■ EXERCISE DETAILS ■
Nothing but an exact copy of the data should be output.

- Opening Delimiter -

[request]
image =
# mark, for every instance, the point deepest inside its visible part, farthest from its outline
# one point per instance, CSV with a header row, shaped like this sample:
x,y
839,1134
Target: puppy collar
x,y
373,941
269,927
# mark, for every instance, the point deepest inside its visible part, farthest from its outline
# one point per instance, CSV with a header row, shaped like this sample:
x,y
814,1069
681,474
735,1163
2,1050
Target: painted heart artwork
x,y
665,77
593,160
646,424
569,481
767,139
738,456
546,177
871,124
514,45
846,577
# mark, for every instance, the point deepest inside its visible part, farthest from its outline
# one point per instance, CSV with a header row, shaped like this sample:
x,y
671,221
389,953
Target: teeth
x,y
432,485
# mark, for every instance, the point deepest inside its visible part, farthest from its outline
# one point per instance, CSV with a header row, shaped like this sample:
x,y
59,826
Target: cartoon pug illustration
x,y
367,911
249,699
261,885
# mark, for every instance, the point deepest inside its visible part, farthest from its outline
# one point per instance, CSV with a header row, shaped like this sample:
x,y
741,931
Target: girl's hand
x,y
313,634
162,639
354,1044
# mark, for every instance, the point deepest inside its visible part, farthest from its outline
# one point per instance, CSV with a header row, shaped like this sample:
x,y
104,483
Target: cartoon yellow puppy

- Closing Delimiter -

■ WORKED SOLUTION ■
[request]
image =
# mark, for every instance, the point deepest inside its visible part, farthest from its outline
# one point per instance, CSV with a header row, shaped like this sample:
x,y
839,1134
Target: puppy collar
x,y
373,941
269,927
# mark, for every instance, the point deepest inside its visible part, farthest from its outline
# one point per instance, CSV with a header row, shaped like this sample:
x,y
814,1069
681,474
735,1163
2,1050
Target: painted heart artwork
x,y
665,77
593,160
646,424
569,481
767,139
738,456
546,177
871,124
514,45
846,577
# mark, for every instance, the point deepest inside its visible part, farthest from its outline
# one point per instance, CSV with a header row, shaped like this sample:
x,y
671,221
389,953
Target: teeth
x,y
432,485
# mark, for every instance, the point deepest inside its visible part, farthest from its outline
# one point per instance, CSV with a header row, shaped like this sample:
x,y
59,826
Target: cartoon pug illustration
x,y
367,911
249,699
261,885
# mark, for every instance, the point deepest inside its visible part, farthest from its outline
# one point per instance, CSV with a header row, shaped like this sample:
x,y
741,931
Target: girl's hand
x,y
313,634
162,639
354,1044
# mark, for every instance, the point deepest inside its visible part, farthest from its outline
# one point per instance, CSV with a header row, shaped like this sample:
x,y
104,483
Target: cartoon yellow puppy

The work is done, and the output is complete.